Dataset entries
=== Section Start ===

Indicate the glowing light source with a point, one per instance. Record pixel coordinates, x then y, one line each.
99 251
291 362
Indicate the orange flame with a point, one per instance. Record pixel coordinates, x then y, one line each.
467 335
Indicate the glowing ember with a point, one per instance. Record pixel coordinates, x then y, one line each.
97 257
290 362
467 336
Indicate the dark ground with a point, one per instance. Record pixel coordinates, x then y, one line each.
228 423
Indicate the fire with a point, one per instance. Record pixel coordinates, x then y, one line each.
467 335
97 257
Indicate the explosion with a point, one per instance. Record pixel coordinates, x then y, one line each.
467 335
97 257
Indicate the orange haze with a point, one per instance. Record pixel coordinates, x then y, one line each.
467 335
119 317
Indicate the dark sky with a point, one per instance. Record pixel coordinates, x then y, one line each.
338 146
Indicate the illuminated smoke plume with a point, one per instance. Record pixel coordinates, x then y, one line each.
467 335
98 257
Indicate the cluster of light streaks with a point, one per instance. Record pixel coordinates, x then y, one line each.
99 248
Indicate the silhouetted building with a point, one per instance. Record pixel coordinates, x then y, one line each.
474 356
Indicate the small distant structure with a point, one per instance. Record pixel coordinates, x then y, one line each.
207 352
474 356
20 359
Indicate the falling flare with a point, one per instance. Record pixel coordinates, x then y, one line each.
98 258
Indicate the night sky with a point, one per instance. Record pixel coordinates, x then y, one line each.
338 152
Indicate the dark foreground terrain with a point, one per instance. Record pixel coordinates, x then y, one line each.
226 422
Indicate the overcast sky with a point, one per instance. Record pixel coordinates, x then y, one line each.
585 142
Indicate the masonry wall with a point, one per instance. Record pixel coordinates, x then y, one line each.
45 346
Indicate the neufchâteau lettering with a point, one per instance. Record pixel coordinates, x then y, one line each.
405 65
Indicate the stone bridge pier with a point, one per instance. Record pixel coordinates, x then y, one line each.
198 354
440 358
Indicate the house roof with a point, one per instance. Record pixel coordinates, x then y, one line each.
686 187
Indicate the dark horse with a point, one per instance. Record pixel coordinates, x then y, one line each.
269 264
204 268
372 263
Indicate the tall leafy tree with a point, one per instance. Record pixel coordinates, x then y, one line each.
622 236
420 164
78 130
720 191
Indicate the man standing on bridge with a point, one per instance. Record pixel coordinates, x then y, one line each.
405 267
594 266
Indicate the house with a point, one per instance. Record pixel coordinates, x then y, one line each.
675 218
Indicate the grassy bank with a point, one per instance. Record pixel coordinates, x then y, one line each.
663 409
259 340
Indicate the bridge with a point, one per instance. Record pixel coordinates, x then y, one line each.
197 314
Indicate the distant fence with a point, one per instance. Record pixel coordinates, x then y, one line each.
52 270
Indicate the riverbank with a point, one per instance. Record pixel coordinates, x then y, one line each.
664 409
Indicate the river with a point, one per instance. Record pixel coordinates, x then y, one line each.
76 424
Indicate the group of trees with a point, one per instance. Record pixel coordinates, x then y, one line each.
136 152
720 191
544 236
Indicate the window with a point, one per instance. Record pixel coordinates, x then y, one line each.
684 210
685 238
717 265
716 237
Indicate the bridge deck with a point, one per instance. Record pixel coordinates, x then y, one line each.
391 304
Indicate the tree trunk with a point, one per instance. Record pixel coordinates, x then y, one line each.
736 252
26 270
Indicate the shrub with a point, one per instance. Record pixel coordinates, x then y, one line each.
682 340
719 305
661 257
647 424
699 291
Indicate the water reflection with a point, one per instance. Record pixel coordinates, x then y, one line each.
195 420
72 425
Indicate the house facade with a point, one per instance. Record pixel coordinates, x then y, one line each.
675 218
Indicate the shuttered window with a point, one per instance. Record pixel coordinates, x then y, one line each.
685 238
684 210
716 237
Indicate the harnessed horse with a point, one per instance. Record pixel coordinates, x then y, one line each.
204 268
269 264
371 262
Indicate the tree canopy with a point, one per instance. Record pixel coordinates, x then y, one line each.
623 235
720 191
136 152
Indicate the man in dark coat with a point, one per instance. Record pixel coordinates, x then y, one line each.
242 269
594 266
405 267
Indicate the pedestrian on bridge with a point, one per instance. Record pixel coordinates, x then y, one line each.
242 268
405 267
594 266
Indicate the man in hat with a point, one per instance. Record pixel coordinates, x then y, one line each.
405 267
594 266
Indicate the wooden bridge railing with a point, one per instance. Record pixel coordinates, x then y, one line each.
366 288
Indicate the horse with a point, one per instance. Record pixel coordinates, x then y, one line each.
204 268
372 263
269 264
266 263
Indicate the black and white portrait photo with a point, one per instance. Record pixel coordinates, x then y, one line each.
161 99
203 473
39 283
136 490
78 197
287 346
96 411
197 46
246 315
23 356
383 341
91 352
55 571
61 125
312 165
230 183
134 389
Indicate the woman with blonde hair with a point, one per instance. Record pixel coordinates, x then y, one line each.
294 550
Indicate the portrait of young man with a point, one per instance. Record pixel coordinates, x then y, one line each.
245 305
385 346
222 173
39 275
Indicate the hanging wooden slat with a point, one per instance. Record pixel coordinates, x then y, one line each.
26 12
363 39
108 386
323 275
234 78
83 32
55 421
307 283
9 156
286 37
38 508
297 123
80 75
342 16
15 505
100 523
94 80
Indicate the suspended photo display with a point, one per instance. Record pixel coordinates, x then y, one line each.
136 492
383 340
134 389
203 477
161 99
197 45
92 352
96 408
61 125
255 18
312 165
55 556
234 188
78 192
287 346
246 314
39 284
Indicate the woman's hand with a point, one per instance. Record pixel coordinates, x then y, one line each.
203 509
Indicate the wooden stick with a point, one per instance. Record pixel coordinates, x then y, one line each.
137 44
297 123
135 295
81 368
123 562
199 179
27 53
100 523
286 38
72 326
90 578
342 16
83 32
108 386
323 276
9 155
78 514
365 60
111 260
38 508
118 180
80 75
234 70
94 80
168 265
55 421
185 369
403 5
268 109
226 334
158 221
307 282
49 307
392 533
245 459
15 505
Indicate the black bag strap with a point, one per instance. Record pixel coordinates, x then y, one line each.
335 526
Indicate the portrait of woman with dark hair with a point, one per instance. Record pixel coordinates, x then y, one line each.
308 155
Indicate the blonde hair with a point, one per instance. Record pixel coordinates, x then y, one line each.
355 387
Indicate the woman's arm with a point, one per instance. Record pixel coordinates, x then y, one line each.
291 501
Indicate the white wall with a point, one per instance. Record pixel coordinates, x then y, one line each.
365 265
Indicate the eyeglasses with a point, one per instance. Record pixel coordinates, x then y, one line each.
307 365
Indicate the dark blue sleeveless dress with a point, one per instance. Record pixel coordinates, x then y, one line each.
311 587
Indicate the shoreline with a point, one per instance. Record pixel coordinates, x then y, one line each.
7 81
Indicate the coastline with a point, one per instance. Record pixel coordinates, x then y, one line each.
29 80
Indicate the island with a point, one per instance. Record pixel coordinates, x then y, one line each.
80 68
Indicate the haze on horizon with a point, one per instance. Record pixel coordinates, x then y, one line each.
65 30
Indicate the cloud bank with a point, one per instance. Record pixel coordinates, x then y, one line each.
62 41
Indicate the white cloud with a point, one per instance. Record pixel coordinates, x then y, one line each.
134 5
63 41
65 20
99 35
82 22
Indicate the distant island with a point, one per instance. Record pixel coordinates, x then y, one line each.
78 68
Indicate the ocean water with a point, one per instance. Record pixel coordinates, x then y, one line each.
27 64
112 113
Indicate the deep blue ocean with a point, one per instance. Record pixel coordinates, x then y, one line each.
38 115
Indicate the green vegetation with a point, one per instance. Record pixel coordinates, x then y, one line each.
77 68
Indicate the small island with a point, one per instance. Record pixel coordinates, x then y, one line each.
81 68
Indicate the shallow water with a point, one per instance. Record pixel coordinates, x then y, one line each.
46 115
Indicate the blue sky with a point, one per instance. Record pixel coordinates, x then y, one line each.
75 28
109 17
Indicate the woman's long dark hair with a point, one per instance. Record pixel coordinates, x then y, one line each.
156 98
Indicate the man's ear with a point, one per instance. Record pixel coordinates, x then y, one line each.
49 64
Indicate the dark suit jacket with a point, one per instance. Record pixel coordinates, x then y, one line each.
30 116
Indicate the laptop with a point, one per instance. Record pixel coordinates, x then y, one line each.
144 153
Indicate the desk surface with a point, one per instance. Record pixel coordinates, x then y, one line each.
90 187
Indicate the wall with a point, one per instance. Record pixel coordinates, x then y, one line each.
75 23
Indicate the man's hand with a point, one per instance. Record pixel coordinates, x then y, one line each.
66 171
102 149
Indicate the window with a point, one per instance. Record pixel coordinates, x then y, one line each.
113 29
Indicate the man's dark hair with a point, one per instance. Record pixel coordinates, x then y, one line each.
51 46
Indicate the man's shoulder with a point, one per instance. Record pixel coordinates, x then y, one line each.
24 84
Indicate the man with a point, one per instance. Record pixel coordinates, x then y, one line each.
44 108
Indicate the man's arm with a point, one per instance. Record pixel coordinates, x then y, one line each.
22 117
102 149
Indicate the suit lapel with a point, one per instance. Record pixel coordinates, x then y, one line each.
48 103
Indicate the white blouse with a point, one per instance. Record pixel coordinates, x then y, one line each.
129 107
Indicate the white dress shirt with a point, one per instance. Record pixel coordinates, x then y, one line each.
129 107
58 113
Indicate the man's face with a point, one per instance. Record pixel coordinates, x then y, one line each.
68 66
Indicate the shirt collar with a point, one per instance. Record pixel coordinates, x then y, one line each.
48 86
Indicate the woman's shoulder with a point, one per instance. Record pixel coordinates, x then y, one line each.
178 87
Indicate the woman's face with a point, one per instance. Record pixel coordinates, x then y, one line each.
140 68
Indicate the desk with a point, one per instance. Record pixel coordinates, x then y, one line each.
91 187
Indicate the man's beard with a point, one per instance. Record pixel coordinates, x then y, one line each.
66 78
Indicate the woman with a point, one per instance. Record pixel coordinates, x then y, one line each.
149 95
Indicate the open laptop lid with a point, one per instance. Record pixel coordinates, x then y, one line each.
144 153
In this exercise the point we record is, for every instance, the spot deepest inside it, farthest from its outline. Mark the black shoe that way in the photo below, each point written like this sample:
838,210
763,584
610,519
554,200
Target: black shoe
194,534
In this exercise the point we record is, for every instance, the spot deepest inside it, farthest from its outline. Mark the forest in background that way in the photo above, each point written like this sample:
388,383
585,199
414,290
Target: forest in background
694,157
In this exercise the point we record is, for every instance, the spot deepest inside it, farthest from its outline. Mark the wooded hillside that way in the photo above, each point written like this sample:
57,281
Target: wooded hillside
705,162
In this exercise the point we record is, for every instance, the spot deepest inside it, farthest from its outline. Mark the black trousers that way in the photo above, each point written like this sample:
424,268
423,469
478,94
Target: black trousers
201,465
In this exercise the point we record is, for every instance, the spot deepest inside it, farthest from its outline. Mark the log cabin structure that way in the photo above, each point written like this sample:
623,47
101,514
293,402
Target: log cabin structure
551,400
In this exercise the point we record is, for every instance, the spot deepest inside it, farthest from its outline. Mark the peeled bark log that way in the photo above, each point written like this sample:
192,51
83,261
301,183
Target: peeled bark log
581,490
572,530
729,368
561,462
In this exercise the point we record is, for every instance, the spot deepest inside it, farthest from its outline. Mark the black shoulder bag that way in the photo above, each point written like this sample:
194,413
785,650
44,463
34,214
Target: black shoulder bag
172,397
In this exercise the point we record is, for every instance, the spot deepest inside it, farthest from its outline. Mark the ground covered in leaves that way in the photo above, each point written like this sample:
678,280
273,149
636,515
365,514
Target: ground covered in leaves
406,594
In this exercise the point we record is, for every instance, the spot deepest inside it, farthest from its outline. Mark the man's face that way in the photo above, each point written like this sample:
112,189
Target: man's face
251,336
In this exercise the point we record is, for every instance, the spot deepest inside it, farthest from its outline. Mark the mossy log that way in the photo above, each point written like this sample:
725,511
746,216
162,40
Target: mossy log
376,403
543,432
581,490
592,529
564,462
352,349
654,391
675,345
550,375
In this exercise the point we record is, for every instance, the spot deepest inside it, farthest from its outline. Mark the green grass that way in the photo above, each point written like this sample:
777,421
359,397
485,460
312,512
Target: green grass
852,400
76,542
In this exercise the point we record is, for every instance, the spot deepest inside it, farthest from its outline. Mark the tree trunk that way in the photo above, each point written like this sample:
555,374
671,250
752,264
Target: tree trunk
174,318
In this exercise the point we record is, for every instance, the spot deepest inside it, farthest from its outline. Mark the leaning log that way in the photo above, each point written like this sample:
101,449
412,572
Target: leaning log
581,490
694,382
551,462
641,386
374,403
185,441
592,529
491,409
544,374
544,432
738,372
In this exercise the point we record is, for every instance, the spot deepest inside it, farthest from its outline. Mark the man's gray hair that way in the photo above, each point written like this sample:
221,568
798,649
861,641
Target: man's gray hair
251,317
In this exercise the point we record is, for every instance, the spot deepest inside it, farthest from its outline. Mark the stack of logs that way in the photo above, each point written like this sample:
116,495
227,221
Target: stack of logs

=== Section End ===

### Problem to solve
Please count the lines above that contain the word "stack", and reply with the number alone.

### Answer for this exercise
2